■ Your goal: Pick out every line in the listing that contains the string "ground", and copy each one in full. Matches must agree in case.

:: Given data ::

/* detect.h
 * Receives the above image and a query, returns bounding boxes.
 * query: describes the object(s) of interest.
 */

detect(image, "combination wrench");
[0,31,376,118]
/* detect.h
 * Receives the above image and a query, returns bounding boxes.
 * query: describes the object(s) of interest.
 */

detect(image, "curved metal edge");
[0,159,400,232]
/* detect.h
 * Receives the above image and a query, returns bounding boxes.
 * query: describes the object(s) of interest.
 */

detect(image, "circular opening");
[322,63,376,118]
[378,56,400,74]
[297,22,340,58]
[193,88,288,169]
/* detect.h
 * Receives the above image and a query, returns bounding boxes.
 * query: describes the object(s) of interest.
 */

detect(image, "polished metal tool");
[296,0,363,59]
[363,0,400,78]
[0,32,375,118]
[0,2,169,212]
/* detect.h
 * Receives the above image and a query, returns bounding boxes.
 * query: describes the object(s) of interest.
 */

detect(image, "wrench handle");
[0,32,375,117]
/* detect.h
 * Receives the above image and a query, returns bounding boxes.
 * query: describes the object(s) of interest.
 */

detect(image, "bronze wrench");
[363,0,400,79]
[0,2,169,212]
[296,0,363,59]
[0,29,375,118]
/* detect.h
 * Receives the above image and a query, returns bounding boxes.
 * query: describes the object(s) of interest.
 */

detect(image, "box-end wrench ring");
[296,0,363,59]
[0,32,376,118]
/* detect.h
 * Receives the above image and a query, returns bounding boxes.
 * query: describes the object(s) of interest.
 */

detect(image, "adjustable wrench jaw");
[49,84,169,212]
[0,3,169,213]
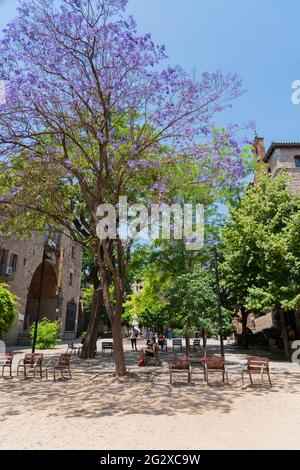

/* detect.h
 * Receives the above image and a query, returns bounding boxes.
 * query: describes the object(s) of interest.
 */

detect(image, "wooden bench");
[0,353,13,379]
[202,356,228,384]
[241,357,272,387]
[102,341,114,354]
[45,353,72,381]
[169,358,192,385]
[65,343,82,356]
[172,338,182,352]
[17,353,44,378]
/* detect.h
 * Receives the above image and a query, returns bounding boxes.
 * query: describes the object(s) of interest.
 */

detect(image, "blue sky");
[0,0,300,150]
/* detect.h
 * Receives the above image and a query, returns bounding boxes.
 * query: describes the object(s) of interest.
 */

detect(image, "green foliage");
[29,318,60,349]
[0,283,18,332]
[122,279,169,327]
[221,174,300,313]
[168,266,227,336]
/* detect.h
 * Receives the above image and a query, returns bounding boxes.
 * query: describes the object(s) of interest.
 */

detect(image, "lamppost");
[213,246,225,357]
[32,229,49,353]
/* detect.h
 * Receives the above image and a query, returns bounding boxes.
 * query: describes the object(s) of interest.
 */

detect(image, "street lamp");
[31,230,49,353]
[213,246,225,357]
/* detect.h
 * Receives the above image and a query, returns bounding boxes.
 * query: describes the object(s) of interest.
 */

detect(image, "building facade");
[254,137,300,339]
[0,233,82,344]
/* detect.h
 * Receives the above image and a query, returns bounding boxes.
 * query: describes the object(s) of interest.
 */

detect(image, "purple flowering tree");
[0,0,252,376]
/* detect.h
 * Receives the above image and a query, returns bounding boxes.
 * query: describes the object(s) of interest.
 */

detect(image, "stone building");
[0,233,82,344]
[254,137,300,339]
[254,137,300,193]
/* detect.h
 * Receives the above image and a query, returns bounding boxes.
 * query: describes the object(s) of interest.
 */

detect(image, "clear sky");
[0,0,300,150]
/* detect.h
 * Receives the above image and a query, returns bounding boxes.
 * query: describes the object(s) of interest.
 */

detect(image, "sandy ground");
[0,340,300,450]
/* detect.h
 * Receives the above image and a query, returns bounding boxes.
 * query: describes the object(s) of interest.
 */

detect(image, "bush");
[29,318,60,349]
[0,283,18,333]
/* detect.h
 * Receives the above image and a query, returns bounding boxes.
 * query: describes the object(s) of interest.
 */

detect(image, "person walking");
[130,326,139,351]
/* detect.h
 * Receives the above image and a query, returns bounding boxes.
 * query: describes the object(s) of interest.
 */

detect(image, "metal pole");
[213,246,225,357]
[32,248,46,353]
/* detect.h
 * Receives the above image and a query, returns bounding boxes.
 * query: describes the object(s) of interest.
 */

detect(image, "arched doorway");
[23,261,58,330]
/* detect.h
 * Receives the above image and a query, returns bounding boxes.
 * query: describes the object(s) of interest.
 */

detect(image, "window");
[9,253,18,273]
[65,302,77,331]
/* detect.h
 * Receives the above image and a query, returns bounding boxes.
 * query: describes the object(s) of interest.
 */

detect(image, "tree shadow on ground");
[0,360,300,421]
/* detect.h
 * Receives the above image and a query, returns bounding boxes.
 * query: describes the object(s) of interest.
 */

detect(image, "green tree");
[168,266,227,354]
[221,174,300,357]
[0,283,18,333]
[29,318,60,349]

:::
:: Given data ::

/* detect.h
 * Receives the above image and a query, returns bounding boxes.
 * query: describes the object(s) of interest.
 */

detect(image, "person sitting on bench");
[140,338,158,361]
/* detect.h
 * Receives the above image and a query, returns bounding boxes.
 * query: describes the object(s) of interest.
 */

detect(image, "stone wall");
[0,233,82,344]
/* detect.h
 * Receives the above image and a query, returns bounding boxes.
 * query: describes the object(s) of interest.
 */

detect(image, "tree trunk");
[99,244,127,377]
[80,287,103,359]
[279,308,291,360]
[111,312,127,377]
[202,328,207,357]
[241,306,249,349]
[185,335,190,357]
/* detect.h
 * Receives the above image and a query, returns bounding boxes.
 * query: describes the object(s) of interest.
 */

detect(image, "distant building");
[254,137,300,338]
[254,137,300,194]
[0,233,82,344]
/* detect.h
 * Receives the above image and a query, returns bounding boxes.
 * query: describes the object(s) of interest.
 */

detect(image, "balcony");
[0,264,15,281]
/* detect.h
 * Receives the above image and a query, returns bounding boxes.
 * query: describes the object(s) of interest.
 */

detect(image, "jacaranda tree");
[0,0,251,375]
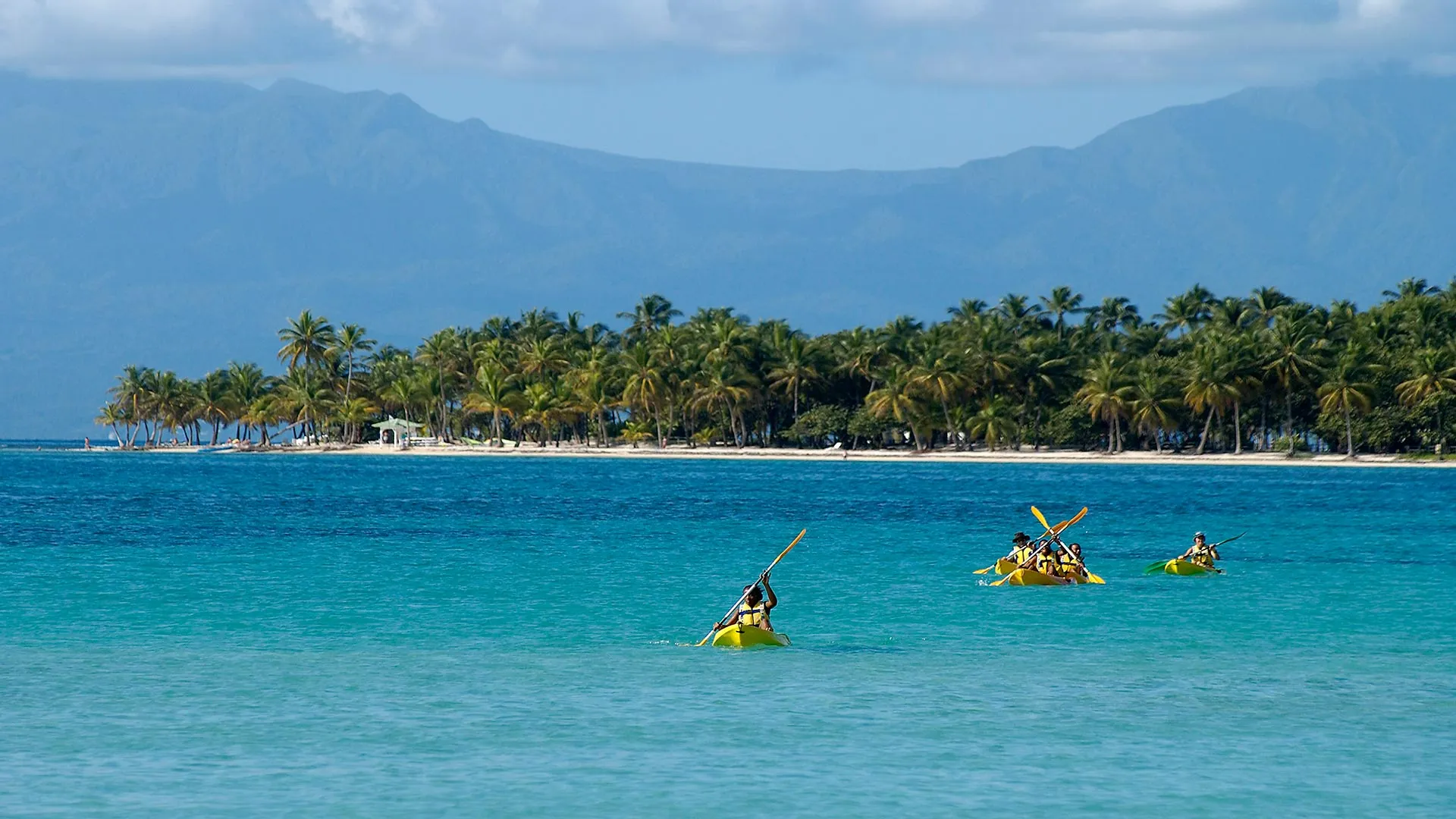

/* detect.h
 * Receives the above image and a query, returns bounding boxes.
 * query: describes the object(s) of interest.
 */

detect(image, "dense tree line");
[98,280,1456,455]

:::
:: Given data ::

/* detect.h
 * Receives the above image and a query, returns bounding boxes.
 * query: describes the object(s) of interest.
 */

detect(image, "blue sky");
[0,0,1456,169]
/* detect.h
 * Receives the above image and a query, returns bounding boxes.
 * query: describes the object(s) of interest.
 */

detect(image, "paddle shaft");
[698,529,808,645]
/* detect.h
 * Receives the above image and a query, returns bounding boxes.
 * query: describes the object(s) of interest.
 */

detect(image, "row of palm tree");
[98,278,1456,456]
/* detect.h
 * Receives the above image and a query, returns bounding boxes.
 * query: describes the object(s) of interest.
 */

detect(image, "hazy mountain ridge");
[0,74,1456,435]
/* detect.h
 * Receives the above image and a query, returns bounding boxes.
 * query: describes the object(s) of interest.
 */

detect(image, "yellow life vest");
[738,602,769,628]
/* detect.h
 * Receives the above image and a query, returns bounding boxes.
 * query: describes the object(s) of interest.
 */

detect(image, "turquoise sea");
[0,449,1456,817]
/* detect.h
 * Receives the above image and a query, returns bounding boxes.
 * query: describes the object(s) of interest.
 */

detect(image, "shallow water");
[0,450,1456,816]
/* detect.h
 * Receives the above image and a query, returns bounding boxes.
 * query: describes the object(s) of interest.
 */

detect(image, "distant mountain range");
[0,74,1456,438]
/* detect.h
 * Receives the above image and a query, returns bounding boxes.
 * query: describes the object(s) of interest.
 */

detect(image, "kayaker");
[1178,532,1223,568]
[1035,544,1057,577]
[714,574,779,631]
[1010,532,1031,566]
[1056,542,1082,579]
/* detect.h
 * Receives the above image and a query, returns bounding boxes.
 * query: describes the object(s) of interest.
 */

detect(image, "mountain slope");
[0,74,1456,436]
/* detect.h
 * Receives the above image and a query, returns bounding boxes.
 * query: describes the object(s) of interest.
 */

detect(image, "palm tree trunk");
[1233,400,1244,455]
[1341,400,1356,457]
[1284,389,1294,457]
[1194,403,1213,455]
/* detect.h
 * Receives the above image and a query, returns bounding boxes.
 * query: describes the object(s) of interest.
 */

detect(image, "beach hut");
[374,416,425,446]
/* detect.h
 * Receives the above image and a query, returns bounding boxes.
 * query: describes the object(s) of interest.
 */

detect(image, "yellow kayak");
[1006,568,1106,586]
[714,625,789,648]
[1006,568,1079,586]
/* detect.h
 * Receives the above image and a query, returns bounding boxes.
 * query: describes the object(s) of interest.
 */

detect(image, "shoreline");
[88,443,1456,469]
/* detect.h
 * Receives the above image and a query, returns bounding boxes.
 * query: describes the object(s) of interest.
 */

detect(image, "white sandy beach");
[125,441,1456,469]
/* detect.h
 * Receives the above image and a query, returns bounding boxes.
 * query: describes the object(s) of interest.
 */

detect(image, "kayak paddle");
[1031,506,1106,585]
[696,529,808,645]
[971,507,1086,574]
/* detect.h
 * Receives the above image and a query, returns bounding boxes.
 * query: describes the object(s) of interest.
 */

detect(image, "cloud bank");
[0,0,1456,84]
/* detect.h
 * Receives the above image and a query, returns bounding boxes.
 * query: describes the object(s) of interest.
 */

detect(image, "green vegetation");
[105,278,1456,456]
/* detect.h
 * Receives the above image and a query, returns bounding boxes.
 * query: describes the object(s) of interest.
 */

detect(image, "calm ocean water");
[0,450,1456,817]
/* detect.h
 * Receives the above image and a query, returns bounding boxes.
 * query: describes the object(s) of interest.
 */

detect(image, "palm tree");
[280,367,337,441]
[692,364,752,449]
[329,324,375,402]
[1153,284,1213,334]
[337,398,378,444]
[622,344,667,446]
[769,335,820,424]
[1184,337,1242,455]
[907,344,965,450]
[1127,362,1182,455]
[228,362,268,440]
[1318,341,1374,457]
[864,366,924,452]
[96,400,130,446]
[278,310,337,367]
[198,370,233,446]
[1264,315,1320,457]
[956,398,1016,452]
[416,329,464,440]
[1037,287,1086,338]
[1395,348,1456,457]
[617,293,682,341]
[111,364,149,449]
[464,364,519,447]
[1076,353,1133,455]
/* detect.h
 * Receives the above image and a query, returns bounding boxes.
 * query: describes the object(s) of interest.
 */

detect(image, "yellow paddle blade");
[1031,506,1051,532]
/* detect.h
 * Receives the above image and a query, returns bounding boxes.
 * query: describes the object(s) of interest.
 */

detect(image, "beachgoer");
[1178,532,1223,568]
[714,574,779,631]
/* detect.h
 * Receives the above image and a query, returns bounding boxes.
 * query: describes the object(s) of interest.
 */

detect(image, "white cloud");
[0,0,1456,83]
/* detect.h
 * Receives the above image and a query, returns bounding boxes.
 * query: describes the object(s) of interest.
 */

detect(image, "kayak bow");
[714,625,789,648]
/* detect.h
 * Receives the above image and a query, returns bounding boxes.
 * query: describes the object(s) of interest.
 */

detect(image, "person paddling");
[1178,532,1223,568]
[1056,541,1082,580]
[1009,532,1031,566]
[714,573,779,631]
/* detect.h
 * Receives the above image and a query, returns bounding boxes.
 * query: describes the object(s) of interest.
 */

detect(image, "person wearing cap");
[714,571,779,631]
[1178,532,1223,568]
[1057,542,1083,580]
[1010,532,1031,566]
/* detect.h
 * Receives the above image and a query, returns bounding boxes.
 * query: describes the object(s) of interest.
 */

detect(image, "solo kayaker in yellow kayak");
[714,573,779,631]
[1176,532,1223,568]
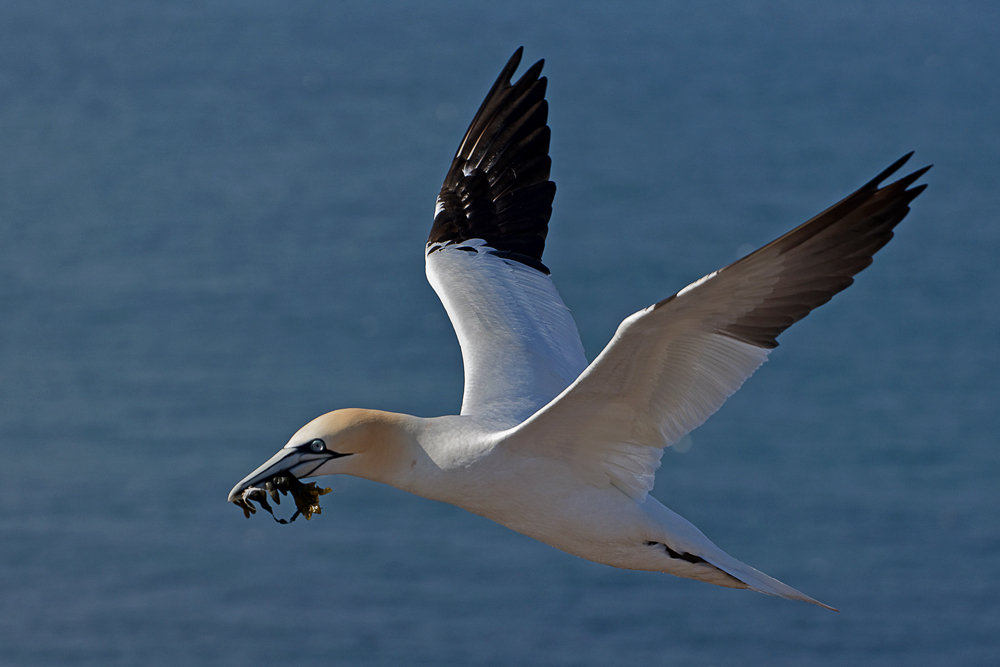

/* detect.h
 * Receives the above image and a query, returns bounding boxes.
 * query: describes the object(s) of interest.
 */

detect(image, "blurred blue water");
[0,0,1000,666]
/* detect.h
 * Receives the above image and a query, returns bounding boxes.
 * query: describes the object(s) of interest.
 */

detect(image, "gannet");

:::

■ Solution to the problem:
detect(image, "sandy ground");
detect(image, "tree shadow on ground");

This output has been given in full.